>> BEGIN
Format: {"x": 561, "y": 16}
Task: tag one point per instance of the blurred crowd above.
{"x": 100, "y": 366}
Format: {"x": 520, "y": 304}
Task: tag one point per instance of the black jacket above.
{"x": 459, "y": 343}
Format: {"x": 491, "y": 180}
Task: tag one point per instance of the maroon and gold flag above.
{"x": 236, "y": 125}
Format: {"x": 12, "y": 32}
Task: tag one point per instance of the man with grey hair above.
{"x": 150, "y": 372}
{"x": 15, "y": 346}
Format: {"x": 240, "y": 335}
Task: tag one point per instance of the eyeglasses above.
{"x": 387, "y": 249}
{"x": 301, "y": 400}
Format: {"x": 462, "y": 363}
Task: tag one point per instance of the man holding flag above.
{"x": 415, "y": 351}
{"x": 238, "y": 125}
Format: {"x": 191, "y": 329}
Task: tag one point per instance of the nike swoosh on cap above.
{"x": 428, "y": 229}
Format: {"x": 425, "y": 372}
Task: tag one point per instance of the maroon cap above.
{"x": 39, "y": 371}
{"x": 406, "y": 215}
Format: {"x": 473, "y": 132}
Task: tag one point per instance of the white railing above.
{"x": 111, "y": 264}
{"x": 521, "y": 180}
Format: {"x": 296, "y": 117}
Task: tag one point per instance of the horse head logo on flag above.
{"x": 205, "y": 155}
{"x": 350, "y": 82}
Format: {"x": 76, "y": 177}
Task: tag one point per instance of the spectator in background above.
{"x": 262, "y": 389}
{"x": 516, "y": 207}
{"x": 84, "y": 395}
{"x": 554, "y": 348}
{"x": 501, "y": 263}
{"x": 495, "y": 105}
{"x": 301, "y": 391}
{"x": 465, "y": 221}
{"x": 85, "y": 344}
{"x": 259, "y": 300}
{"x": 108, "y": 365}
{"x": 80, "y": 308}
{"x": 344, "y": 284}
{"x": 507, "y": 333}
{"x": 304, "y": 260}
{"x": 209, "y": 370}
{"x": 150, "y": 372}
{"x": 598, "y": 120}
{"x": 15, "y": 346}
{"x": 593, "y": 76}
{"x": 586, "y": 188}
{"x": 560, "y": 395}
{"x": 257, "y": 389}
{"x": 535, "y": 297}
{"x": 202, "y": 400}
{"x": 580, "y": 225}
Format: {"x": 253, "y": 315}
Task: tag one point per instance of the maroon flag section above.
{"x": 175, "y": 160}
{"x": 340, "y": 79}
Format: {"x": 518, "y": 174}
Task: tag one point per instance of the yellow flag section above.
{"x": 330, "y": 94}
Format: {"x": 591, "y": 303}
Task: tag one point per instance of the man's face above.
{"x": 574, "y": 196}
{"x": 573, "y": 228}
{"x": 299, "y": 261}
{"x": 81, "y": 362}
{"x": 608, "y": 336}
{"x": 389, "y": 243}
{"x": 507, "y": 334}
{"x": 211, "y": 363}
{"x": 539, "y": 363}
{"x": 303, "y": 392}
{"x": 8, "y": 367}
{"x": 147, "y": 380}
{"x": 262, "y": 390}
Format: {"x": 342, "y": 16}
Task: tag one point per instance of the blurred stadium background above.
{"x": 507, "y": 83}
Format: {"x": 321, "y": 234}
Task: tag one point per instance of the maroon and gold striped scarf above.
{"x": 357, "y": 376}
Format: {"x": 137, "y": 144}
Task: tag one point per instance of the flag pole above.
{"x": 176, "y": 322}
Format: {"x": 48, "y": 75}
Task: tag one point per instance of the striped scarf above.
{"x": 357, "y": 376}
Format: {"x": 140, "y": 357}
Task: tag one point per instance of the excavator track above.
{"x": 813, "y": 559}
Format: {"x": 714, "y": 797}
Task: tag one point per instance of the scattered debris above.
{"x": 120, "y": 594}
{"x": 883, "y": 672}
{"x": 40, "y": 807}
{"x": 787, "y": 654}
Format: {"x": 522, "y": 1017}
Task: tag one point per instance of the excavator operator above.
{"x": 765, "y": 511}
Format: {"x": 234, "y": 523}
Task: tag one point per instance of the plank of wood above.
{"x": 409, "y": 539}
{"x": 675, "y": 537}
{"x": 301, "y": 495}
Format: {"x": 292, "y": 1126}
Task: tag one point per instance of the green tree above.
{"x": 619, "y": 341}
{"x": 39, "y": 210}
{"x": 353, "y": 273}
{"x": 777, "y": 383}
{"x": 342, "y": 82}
>> END
Reproduce each entry above exactly, keeping every word.

Format: {"x": 561, "y": 16}
Task: tag one point per instance of the blurred crowd above.
{"x": 100, "y": 366}
Format: {"x": 520, "y": 304}
Task: tag one point per instance of the black jacket above.
{"x": 459, "y": 343}
Format: {"x": 491, "y": 180}
Task: tag one point per instance of the maroon and gold flag above.
{"x": 236, "y": 125}
Format: {"x": 12, "y": 32}
Task: tag one point per instance of the man with grey hair above.
{"x": 150, "y": 372}
{"x": 15, "y": 346}
Format: {"x": 240, "y": 335}
Task: tag one point per instance of the eyeglasses above.
{"x": 387, "y": 249}
{"x": 301, "y": 400}
Format: {"x": 462, "y": 363}
Task: tag one point per instance of the man holding flag above.
{"x": 415, "y": 351}
{"x": 238, "y": 125}
Format: {"x": 191, "y": 329}
Task: tag one point per instance of the nike swoosh on cap above.
{"x": 428, "y": 229}
Format: {"x": 425, "y": 372}
Task: tag one point per instance of the maroon cap above.
{"x": 39, "y": 371}
{"x": 406, "y": 215}
Format: {"x": 473, "y": 132}
Task: tag one point per instance of the white railing above.
{"x": 111, "y": 264}
{"x": 521, "y": 180}
Format: {"x": 296, "y": 117}
Task: tag one point per instance of the horse head logo on flag above.
{"x": 205, "y": 155}
{"x": 350, "y": 82}
Format: {"x": 76, "y": 177}
Task: tag one point per instance of the spectator in background above.
{"x": 262, "y": 389}
{"x": 516, "y": 207}
{"x": 84, "y": 395}
{"x": 554, "y": 348}
{"x": 501, "y": 263}
{"x": 495, "y": 105}
{"x": 301, "y": 391}
{"x": 465, "y": 221}
{"x": 85, "y": 344}
{"x": 259, "y": 300}
{"x": 108, "y": 365}
{"x": 80, "y": 308}
{"x": 344, "y": 284}
{"x": 507, "y": 333}
{"x": 304, "y": 260}
{"x": 209, "y": 370}
{"x": 150, "y": 372}
{"x": 598, "y": 120}
{"x": 15, "y": 346}
{"x": 593, "y": 76}
{"x": 586, "y": 188}
{"x": 560, "y": 395}
{"x": 257, "y": 389}
{"x": 535, "y": 297}
{"x": 202, "y": 400}
{"x": 580, "y": 225}
Format: {"x": 253, "y": 315}
Task: tag one point per instance of the maroon flag section above.
{"x": 175, "y": 160}
{"x": 340, "y": 79}
Format: {"x": 518, "y": 174}
Task: tag one point per instance of the yellow flag section above.
{"x": 330, "y": 94}
Format: {"x": 591, "y": 303}
Task: tag one point per instance of the man's face above.
{"x": 574, "y": 196}
{"x": 573, "y": 228}
{"x": 299, "y": 261}
{"x": 81, "y": 362}
{"x": 608, "y": 336}
{"x": 389, "y": 243}
{"x": 507, "y": 334}
{"x": 211, "y": 363}
{"x": 539, "y": 363}
{"x": 303, "y": 392}
{"x": 8, "y": 367}
{"x": 147, "y": 380}
{"x": 262, "y": 390}
Format: {"x": 342, "y": 16}
Task: tag one point per instance of the blurred stadium background above.
{"x": 507, "y": 83}
Format: {"x": 321, "y": 234}
Task: tag one point per instance of the maroon and gold striped scarf above.
{"x": 357, "y": 376}
Format: {"x": 137, "y": 144}
Task: tag one point per instance of the flag pole above.
{"x": 176, "y": 322}
Format: {"x": 48, "y": 75}
Task: tag one point per instance of the striped scarf above.
{"x": 357, "y": 376}
Format: {"x": 140, "y": 357}
Task: tag one point per instance of the excavator track above.
{"x": 813, "y": 559}
Format: {"x": 714, "y": 797}
Task: tag one point per instance of the scattered debris above.
{"x": 120, "y": 594}
{"x": 883, "y": 672}
{"x": 40, "y": 807}
{"x": 787, "y": 654}
Format: {"x": 522, "y": 1017}
Task: tag one point per instance of the excavator operator above.
{"x": 765, "y": 511}
Format: {"x": 234, "y": 523}
Task: tag one point per instance of the plank of wood above.
{"x": 409, "y": 539}
{"x": 675, "y": 537}
{"x": 301, "y": 495}
Format: {"x": 292, "y": 1126}
Task: tag one point per instance of the green tree above.
{"x": 619, "y": 341}
{"x": 39, "y": 210}
{"x": 353, "y": 273}
{"x": 777, "y": 383}
{"x": 342, "y": 82}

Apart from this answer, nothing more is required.